>> START Material to process

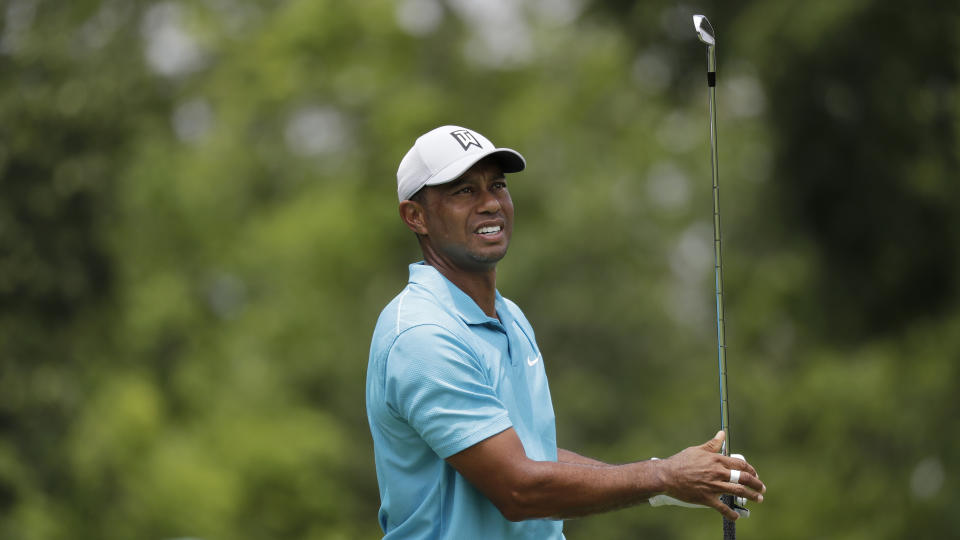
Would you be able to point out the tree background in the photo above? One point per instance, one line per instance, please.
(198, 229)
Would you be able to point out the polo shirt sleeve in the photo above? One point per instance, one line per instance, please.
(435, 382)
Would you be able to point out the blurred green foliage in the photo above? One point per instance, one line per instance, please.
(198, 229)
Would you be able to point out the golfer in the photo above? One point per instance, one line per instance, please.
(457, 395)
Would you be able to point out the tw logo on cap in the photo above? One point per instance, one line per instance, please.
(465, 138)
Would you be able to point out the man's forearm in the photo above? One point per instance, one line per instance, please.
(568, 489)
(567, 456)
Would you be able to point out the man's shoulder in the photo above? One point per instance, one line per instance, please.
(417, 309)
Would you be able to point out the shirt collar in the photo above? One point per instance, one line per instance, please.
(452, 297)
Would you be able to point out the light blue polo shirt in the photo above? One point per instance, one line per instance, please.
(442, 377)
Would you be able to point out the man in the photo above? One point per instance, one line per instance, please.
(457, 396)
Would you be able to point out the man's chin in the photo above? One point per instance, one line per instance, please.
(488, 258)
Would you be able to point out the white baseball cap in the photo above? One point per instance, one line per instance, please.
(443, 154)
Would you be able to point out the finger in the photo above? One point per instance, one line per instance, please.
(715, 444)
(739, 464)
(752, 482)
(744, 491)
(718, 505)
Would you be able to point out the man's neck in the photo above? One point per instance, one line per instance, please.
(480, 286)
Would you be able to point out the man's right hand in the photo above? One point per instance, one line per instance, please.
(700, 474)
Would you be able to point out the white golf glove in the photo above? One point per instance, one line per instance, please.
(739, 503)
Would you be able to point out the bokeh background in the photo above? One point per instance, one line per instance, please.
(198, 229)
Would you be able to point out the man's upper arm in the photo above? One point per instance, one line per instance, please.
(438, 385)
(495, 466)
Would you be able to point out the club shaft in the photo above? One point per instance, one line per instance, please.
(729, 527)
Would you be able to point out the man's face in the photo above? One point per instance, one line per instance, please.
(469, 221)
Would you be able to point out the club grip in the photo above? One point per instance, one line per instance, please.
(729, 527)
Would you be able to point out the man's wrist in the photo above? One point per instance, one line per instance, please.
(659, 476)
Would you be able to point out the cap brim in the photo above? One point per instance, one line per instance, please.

>> END Material to process

Copy exactly the lines above, from the one containing "Would you be able to point out the man's face" through the very last line.

Would you be able to point out the man's face in the photo above? One point per instance, one line per instance, please.
(469, 221)
Would you be able to point out the club grip in the photo above? One point per instance, one line per instance, please.
(729, 527)
Would you be able to point out the man's wrist in the photo above? One point per instance, one line per instance, please.
(659, 476)
Would you be able to point out the cap brim in the photo above? One point per instance, one line per instance, please.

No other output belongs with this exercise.